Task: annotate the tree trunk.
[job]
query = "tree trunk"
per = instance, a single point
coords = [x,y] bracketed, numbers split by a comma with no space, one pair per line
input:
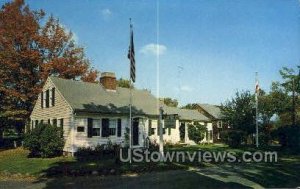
[1,136]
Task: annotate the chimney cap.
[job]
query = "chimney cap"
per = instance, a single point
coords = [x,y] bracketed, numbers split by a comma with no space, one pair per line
[108,74]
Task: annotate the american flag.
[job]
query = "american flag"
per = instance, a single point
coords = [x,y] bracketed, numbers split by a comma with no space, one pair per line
[131,56]
[257,87]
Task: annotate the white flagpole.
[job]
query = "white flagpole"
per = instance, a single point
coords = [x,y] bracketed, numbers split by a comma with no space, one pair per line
[256,107]
[130,98]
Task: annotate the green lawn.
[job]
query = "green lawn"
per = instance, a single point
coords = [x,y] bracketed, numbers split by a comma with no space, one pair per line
[284,173]
[16,161]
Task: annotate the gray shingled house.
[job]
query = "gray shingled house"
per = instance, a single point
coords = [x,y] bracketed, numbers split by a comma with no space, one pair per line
[95,113]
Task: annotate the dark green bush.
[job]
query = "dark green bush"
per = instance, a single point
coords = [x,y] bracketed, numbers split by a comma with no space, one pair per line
[232,137]
[288,136]
[108,150]
[44,141]
[196,132]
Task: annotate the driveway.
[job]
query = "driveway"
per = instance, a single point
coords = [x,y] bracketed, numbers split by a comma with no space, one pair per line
[168,179]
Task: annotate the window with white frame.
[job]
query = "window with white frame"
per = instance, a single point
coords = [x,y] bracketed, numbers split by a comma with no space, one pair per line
[50,98]
[112,127]
[219,124]
[96,127]
[44,99]
[80,125]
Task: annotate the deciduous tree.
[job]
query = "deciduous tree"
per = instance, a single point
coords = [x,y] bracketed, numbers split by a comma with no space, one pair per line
[29,53]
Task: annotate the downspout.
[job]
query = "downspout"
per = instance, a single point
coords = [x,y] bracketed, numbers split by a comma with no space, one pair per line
[73,133]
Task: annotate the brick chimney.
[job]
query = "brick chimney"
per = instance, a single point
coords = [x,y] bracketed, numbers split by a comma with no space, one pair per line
[108,80]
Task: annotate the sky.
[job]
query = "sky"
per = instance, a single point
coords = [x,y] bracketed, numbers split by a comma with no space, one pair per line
[195,51]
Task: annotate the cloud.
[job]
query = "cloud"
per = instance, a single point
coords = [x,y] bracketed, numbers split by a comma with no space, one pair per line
[153,49]
[74,35]
[106,13]
[186,88]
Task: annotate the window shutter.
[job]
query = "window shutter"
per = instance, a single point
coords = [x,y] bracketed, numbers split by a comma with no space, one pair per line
[149,127]
[119,127]
[47,98]
[61,124]
[42,99]
[105,127]
[90,127]
[53,96]
[54,122]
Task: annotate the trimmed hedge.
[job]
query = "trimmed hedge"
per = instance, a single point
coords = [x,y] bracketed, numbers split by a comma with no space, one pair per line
[44,141]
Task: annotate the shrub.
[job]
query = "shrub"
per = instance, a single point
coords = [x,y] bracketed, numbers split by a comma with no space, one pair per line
[288,136]
[232,137]
[45,141]
[98,152]
[153,146]
[196,132]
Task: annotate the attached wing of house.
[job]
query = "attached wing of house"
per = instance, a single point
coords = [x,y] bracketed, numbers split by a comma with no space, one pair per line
[94,113]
——————
§ EXERCISE REQUIREMENTS
Give the data again exactly, without pictures.

§ WRITTEN ANSWER
Task: annotate the tree trunk.
[job]
query = "tree trunk"
per = instance, a single point
coords = [x,y] bracketed, numbers split by a comma with no space, one pair per line
input:
[1,136]
Task: annotate the chimney cap.
[job]
query = "chimney cap"
per = instance, a single point
coords = [x,y] bracketed, numbers split by a comma with no space, one pair per line
[108,74]
Task: annotate the american flag.
[job]
query = "american flag"
per = instance, a single point
coords = [x,y] bracketed, numbers split by a comma with no space, one pair per line
[131,56]
[257,87]
Task: annotate the white flagpole.
[job]
query = "white flagpole"
per = instance, a single point
coords = [x,y] bracketed, numbers split by a comma with no space, one pair per line
[256,107]
[130,98]
Task: annotate the green lawn.
[job]
query = "green lawn"
per = instance, a single point
coords = [x,y] bracketed, numbers split by a comma with no space, one pair per line
[284,173]
[16,161]
Task: annotate the gray shingled house.
[job]
query = "gray shingled house"
per = instance, a single point
coords = [x,y] bracketed, numbers split by a comma with no space, one pair per line
[95,113]
Task: annotate the dark green bush.
[job]
query = "dark green bush"
per = instance, a single point
coords = [x,y] bracketed, numbers split by a comma with no space, one pair per line
[232,137]
[288,136]
[108,150]
[44,141]
[196,132]
Task: annotate the driveway.
[job]
query = "driveway"
per = instance, a single point
coords = [x,y] bracketed, numbers split by a comma with no space, one pair per line
[168,179]
Task: annotate the window with white frame.
[job]
query = "window with white frame"
per = instance, a single point
coords = [x,y] bracketed, numbers split by a comma with no space, one pair per line
[50,98]
[112,127]
[219,124]
[96,127]
[44,99]
[80,125]
Task: annotate the deciduous tree.
[job]
query = "deciduous tree"
per = instance, a single point
coords = [x,y] bracketed, numbers split by a comma with no space, one pair per line
[29,53]
Task: annotate the downspout.
[job]
query = "downspout"
per = instance, a single point
coords = [x,y] bracketed, numbers split by a comma with no space, one pair per line
[73,133]
Task: annotate the brick chimney.
[job]
query = "brick chimney"
per = instance, a single point
coords = [x,y] bracketed, numbers split by a comma with no space, one pair per line
[108,80]
Task: annotate the sky.
[job]
query = "sky"
per = instance, a single point
coords = [x,y] bracketed, numbers split by a comma with no space, one pair per line
[195,51]
Task: annotate the cloud.
[job]
query = "cloud"
per = instance, a single point
coords = [x,y] bracketed, numbers split by a comma with no space, one pair per line
[153,49]
[74,35]
[106,13]
[186,88]
Task: annotate the window shutter.
[job]
query = "window shutter"
per = instance, a single point
coords = [x,y] bracketed, numbers split by a comma with no space, one pair per line
[149,127]
[119,127]
[47,98]
[61,124]
[42,99]
[105,127]
[90,127]
[53,96]
[54,122]
Task: annotate the trimmed hedge.
[job]
query = "trimmed hedge"
per = instance, a single point
coords = [x,y] bracketed, numbers split by a comma with no space, one pair per line
[44,141]
Task: annotate the shrub.
[job]
query = "shrub"
per = instance, a single point
coords = [x,y] bracketed, numbers split by a comma with no space, one pair per line
[288,136]
[232,137]
[45,141]
[98,152]
[153,146]
[196,132]
Task: annotate the attached wing of house.
[job]
query = "attached wing of house"
per = instance, a single point
coords = [x,y] bracketed, numbers split by a comma with no space, one pair per line
[94,113]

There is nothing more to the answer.